---------- DATA FOR PROCESSING ----------

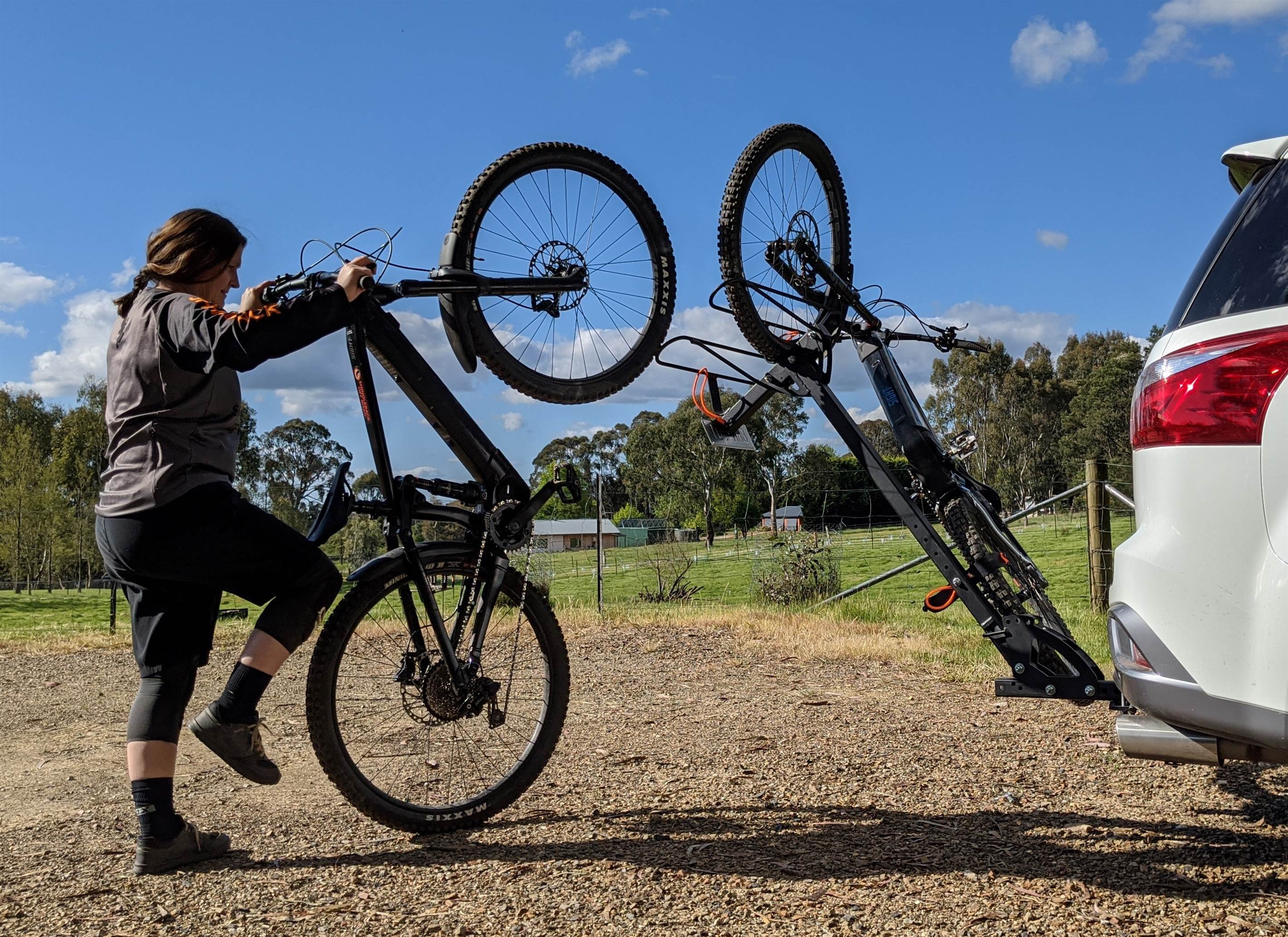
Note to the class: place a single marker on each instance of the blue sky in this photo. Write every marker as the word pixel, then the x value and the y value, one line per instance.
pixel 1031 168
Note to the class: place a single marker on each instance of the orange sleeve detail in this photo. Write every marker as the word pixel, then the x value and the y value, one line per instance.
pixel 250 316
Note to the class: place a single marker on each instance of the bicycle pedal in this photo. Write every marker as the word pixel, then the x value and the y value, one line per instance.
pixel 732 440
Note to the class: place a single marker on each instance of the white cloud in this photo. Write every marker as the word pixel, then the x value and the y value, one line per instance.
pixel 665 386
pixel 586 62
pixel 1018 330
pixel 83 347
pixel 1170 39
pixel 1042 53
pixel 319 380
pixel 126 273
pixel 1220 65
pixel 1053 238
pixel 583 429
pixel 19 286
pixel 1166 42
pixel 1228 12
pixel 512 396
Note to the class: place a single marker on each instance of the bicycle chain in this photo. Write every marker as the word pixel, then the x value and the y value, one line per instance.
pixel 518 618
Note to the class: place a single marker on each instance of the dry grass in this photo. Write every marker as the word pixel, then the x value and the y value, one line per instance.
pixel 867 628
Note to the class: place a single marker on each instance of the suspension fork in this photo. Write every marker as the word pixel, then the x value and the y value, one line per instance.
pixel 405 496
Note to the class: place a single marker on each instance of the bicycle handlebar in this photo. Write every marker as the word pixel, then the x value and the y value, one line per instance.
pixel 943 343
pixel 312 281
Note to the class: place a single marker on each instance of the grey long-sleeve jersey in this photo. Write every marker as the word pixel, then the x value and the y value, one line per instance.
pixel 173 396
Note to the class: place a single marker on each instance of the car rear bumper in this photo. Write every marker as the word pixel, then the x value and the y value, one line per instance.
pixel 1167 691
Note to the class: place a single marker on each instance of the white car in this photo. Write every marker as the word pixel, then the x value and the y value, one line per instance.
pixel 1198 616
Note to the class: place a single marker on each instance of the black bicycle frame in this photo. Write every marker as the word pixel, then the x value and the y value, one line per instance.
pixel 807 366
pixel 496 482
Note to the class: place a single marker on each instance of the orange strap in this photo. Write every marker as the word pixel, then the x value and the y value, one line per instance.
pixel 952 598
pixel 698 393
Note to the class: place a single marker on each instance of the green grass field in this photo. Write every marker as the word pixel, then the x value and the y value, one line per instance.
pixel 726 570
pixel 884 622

----------

§ EXERCISE: Return every record exactly, without the pictures.

§ REPLY TO THE EXERCISE:
Note to the class: place a single marker on each instance of the blue sky in this photo. Write every marker as the word pixel, then the x value and the y value, one line per instance.
pixel 1031 168
Note to the class: place a single marker on each instance of the orange sleeve detail in this photo. Write every marker as the word pixel, then the x value and the y value, one line per instance.
pixel 250 316
Note to the class: place a single marker on each instance of the bicycle pedal in this photo. Write every marker as the word pixel, then the x value and the y value, one line per instance.
pixel 732 440
Note to the class: place a single marker on each instance of the white cloud in this photo. Write every marker as the word pixel, then the x value and the y value, one line per instance.
pixel 665 386
pixel 586 62
pixel 1018 330
pixel 83 347
pixel 1170 39
pixel 1042 53
pixel 319 380
pixel 126 273
pixel 1220 65
pixel 1053 238
pixel 583 429
pixel 19 286
pixel 1166 42
pixel 1228 12
pixel 512 396
Note to the class: place a single marker on each instance of the bicycle chain in this photo. Write every marker as the word pixel, then the x value and the y value, one line per instance.
pixel 518 618
Note to the class: place a single marker on each instance of the dry grass in this photo. Write every marker as the word pixel, then the x value and the y value, one line per instance.
pixel 867 628
Note to the class: place a single marker on each instance of the suspension fork in this photo. Write every marker as the word pixel, then the x value and the y value, one line per instance.
pixel 405 496
Note to the class: place a single marker on each instance of the bicycle handlebar in this photo. Write every marker as the word pixel, then the x value and the y value, one line per instance.
pixel 943 343
pixel 312 281
Note to the class: place a single marker on each instance of the grey long-sleeve jersey in this photo. Write every marker as the word pixel, then the x value and the y value, one line per instance.
pixel 173 396
Note to the class: place a single marker on each instance of the car rear bumper in this photo. Write every marker as the word pixel, then the x value and the y value, one line per instance.
pixel 1167 691
Note to the class: place a single marker on each instance of the white car in this photo. Write every marker as the word pixel, then the x value and the y value, one line per instance.
pixel 1198 616
Note to the class: place a single marker on each instance of the black bicycle frame in this photo. Write every marker as the word pixel, then the x value and the y value, one line per instance.
pixel 807 366
pixel 496 482
Note to the class: place a single marker on each instance of the orange strap in this photo. Write every marker as the word pixel, then the x value and the y value, one line per instance.
pixel 952 598
pixel 698 393
Note to the class: place a single marker on each instance of the green grass field in this photo. Write every marker as the word pixel, then the x value and the y value, one line per instance.
pixel 726 570
pixel 884 622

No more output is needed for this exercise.